**** Given text ****
To create custom engine mount bushings for the 1/2 VW cut-case engine, 40A durometer (medium soft) rubber was used. This seems to be just a bit softer than the urethane A65-O200 aircraft engine mounts.
The engine mount has cups on both the front and back side of the mount plate which contains bushings, and a sleeve and bolt passes though the center connecting to the engine. The bushing keeps the mount plate and bolt separated and absorbs vibration.
Molds were cut in rigid foam using the CNC router. The lid allows a vacuum connection necessary to evacuate air pockets.
This is the moment the official last task was performed (whatever, I kept making changes):
2021 November
Brakes
2024
The tail skid was an elegant solution, but only if used on a grass strip. A tail skid acts as a brake, dragging at the back of the aircraft which helps avoid ground-loops, and is a very light arrangement. However, it is not compatible with asphalt and concrete.
Since this ultralight is in a hangar at an airport (concrete and asphalt), A tailwheel was added. With that, brakes were now necessary.
Hydraulic bicycle brakes were selected since they are very light and readily available. Unfortunately the standard rotor did not exactly fit the existing wheels. So a custom rotor and spacer was fabricated.
Nope, standard rotors do not work. They are too big on the outside diameter, too big on the bolt diameter:
A custom brake rotor!
The spacer is made from 1/2 inch Nylon and the rotor and backing plate from aluminum. The bolt spacing matches the holes in the wheel. These were cut on a CNC router.
I needed some way to attach the brake caliper to the airframe. Unfortunately, bicycle brakes have connection tabs which are at an angle, and this angle is the same regardless if the brake goes on the front or back of the bicycle. In other words, there is no mirror image available, and so a connection arrangement to the airframe could not be mirrored from left to right.
However, the two M6 screws holding the caliper body together are symmetrical. So I removed the screws and replaced them with longer bolts and mounted the caliper using those. And, in an effort to avoid grinding off powder coat and welding on a bracket, a 3D printed fitting was fabricated. This fitting bolts onto the landing gear tube and provides a flange for the caliper to bolt to.
Now I'm left with two actuators. Both of which could be mounted on the stick, and this would provide steerable braking (like traditional foot brakes), but it would require finesse during landing not to ground-loop. A simple and light solution was to use one actuator and connect both calipers with a tee. Hydraulic bake tubing is 5 mm, but in the United States actual 5 mm fittings are hard to find so a 3/16 inch press-to-fit tee was used (close enough and works fine).
This provides a single actuator which is simpler to operate and lighter. Additionally, a single actuator for both brakes halves the amount of pressure going to each caliper. This is a benefit since I only need to slow down gradually or to simply not roll during idle; I do not need enough braking to flip the aircraft over!
Finished!
(for now)
**** Material provided ****
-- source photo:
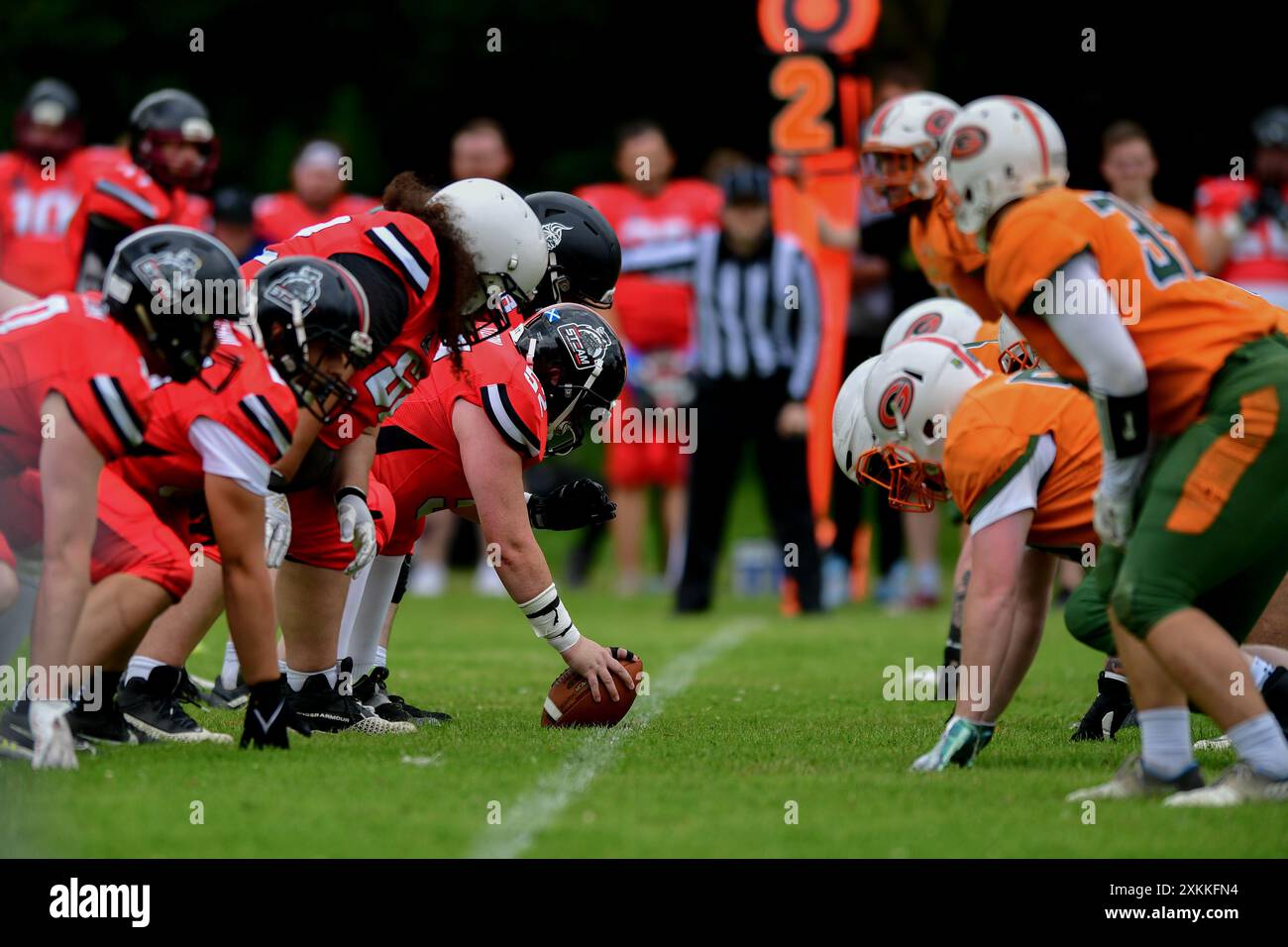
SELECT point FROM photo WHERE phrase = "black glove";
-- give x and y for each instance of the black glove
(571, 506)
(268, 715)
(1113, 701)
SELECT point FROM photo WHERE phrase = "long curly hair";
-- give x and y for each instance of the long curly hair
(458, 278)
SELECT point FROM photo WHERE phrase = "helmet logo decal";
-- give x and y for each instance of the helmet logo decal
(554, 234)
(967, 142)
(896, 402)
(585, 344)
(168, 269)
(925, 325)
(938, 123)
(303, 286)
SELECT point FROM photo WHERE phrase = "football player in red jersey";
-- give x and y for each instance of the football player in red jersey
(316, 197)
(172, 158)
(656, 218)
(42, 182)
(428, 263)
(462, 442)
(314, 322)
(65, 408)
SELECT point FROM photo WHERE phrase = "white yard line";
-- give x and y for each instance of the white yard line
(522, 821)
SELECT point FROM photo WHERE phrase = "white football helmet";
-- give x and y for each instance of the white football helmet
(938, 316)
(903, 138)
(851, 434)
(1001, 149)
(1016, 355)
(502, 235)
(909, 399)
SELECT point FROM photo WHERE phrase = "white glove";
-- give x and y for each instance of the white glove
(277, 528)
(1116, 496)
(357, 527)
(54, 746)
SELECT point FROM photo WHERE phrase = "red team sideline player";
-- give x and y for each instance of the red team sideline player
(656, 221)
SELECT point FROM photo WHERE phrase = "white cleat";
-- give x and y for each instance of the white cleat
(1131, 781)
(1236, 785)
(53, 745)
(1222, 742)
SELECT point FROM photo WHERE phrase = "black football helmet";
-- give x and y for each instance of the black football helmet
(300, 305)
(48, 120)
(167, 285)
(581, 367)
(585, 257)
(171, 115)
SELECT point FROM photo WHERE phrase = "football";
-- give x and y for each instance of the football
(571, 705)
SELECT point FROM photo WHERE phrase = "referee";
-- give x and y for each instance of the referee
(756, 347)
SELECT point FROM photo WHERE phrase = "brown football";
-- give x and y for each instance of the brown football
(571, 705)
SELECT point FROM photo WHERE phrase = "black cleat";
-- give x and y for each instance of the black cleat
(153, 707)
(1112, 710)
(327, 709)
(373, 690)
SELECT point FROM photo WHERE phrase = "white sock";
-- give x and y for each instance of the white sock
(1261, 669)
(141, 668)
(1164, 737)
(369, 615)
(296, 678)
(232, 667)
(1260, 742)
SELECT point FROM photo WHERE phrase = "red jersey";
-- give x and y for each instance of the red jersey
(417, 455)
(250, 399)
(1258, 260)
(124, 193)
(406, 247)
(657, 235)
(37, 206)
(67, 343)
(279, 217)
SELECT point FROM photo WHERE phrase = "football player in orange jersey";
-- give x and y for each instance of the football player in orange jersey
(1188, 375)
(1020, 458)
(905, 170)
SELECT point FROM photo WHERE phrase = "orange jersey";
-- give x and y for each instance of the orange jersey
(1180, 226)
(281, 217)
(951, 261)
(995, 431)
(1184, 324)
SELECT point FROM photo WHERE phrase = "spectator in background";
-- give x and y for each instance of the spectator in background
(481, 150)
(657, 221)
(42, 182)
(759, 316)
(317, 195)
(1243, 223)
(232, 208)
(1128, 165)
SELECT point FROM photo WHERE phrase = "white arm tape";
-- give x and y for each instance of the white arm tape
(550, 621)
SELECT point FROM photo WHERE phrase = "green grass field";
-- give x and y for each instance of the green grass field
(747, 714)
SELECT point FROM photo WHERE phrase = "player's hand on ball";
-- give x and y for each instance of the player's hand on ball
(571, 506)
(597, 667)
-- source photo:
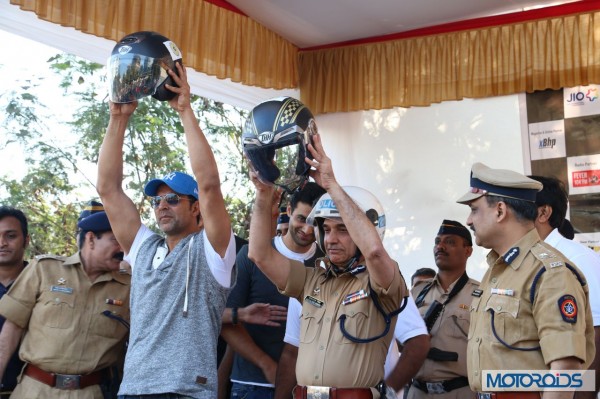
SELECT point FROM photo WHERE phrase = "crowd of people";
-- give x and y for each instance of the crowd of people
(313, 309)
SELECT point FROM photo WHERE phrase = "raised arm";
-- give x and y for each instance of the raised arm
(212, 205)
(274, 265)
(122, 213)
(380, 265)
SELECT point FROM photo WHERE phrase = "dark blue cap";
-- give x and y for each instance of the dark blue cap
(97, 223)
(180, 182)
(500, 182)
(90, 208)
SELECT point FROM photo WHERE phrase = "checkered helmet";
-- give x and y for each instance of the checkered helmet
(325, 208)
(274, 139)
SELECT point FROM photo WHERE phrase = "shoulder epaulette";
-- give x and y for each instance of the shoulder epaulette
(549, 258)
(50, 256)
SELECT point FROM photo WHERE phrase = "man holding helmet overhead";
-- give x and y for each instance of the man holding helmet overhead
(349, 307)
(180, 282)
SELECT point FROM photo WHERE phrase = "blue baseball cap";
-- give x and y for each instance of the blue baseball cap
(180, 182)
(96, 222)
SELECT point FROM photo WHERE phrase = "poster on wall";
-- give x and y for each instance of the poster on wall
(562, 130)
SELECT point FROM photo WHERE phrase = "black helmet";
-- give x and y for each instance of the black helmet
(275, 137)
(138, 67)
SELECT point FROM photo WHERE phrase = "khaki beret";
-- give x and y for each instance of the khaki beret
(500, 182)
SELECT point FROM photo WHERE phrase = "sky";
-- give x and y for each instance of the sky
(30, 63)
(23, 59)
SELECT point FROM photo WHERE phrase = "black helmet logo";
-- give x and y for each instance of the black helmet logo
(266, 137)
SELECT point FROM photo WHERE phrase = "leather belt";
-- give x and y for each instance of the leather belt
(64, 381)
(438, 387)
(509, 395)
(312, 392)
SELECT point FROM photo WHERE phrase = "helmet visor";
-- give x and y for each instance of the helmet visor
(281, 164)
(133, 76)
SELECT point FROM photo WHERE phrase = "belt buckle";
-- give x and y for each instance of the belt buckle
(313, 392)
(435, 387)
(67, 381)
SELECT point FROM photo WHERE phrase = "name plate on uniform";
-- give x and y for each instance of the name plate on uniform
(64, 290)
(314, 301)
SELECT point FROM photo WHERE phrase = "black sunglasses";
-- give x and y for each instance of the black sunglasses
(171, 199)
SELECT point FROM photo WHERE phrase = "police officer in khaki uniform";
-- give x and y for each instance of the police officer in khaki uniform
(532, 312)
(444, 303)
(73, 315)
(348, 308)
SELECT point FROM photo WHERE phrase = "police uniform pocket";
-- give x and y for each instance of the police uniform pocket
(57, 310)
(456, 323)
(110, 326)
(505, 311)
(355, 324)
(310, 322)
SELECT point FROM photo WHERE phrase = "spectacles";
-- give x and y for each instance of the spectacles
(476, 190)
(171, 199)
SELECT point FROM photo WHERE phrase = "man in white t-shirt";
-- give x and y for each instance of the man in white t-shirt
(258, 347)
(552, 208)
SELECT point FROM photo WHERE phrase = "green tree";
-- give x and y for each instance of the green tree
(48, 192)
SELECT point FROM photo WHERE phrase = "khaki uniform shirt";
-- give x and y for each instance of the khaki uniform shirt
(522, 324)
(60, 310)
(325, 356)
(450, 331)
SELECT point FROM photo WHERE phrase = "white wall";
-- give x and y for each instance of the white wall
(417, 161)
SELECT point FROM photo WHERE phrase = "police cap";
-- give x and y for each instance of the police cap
****
**Problems to solve**
1. Answer these questions using the build log.
(a) What durometer rubber was used for the engine mount bushings?
(b) What material is the brake spacer made from?
(c) What size press-to-fit tee connects the two calipers?
2. From the build log, pull out everything from "Molds were cut" down to "were now necessary.".

**Answers provided**
1.
(a) 40A durometer (medium soft) rubber.
(b) 1/2 inch Nylon.
(c) A 3/16 inch tee.

2.
Molds were cut in rigid foam using the CNC router. The lid allows a vacuum connection necessary to evacuate air pockets.
This is the moment the official last task was performed (whatever, I kept making changes):
2021 November
Brakes
2024
The tail skid was an elegant solution, but only if used on a grass strip. A tail skid acts as a brake, dragging at the back of the aircraft which helps avoid ground-loops, and is a very light arrangement. However, it is not compatible with asphalt and concrete.
Since this ultralight is in a hangar at an airport (concrete and asphalt), A tailwheel was added. With that, brakes were now necessary.